25 Gennaio 2016
I dati sono positivi, ma le sfide per esercenti (e produttori) non mancano. Se la crisi non ha lasciato macerie sul campo (il numero dei pubblici esercizi, contrariamente alle aspettative, non si è ridotto), il cliente/consumatore del 2015 non è lo stesso pre-crisi. Le sue abitudini sono cambiate, le sue aspettative rispetto a quello che cerca nel fuori casa sono mutate. Il consueto appuntamento “Away fom Home” organizzato a fine novembre a Milano da Tradelab per fare il punto sul settore del fuori casa, ha finalmente fornito dati positivi sul presente e sulle prospettive del settore. E ha ben delineato come è cambiando (e sta ancora cambiando) il mondo dei pubblici esercizi: lo spazio per i bar/ristoranti tradizionali e indifferenziati si è ridotto, e sono le nuove formule ad avere successo, quelle in grado di catturare un cliente sempre più alla ricerca di esperienze nuove, a qualsiasi orario, alla ricerca a volta di un caffè a volte di un drink originale, a volte di un pranzo salutista altre volte desideroso di una cena senza pensare al colesterolo. Un cliente molto più esigente e difficile da catturare rispetto al passato, sia per le aziende che per gli esercenti.
La situazione macroeconomica
Luca Zanderighi come da tradizione ha presentato il quadro economico generale. A livello mondiale prosegue l’espansione delle economie avanzate, anche se è cresciuta l’incertezza di fronte alle difficoltà della Cina e di altri Paesi che eravamo abituati a chiamare “in via di sviluppo”. In ogni caso tutti coloro che si occupano di previsioni e di scenari futuri parlano di crescita positiva nel prossimo biennio per tutta l’area dell’Euro. L’Italia finalmente sembra sorridere e uscire dalla lunga crisi economica iniziata nel 2010. Sono molti i dati oggettivi che spingono a questa considerazione, a partire dalla crescita della domanda interna - in particolare i consumi delle famiglie - e dalla ricostituzione delle scorte e degli investimenti in macchinari ed attrezzature da parte delle aziende che non venivano più fatte da molto (troppo) tempo. Gli indicatori segnalano poi in crescita il clima di fiducia degli italiani e buoni sono anche i risultati sul fronte lavoro: la diminuzione della disoccupazione e l’aumento degli occupati sono dati assodati al di là delle polemiche politiche. Tutto questo si traduce in maggior potere d’acquisto della famiglie e aumento delle vendite. La domanda di Zanderighi (e, in realtà, di molti altri) è se questa situazione sia un semplice rimbalzo, come quello di una palla che cade, si rialza, ma poi ricade di nuovo, oppure una vera e propria ripresa. Difficile dare una risposta sicura oggi. Dipenderà dalla nostra capacità di affrontare tre temi molto spinosi. Le sofferenze bancarie (in questo periodo il Governo ha “salvato” alcuni istituti, ma altri sono in sofferenza); il divario Nord- Sud che in questi anni è cresciuto ulteriormente e lo “scivolamento sociale” che durante la crisi ha colpito duramente il ceto medio e l’ha spinto molto verso il basso e in situazioni di difficoltà economica. La relazione di Zanderighi si è chiusa con un ulteriore spiraglio positivo che riguarda proprio il settore dei consumi alimentari fuori casa: hanno ricominciato finalmente a crescere e nel 2015 sono tornati al livello del 2008 (mentre quelli alimentari nel loro insieme, pur cresciuti rispetto al 2014, sono ancora ben lontani dai valori del 2007/2008/2009)… Se non capiteranno imprevisti (ad esempio la minaccia del terrorismo internazionale), è ipotizzabile che la quota del mercato Away from Home possa raggiungere nel 2016 la cifra non indifferente di 71 miliardi di euro e rappresenti oltre il 33,5% dei consumi totali.

CONSEGNA:
Secondo il brano sul fuori casa, da quali temi spinosi dipenderà se per l'Italia si tratta di un semplice rimbalzo o di una vera ripresa? Elencali tutti.

VOCI ELENCATE:
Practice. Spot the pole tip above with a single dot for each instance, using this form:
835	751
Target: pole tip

--

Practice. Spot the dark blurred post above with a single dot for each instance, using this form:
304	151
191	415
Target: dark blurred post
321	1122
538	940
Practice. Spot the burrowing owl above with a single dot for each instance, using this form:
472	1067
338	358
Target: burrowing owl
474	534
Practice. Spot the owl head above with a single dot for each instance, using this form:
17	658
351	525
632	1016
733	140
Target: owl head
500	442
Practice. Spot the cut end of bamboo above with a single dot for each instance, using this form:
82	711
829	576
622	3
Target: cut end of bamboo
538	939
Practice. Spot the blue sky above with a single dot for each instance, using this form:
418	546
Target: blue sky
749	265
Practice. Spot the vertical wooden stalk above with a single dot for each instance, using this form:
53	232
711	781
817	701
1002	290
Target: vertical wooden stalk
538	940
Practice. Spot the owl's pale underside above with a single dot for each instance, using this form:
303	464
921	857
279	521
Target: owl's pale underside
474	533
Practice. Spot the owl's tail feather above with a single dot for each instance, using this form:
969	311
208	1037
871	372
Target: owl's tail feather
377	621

SOLUZIONE:
- Le sofferenze bancarie
- Il divario Nord-Sud, cresciuto ulteriormente in questi anni
- Lo "scivolamento sociale", che durante la crisi ha spinto il ceto medio verso il basso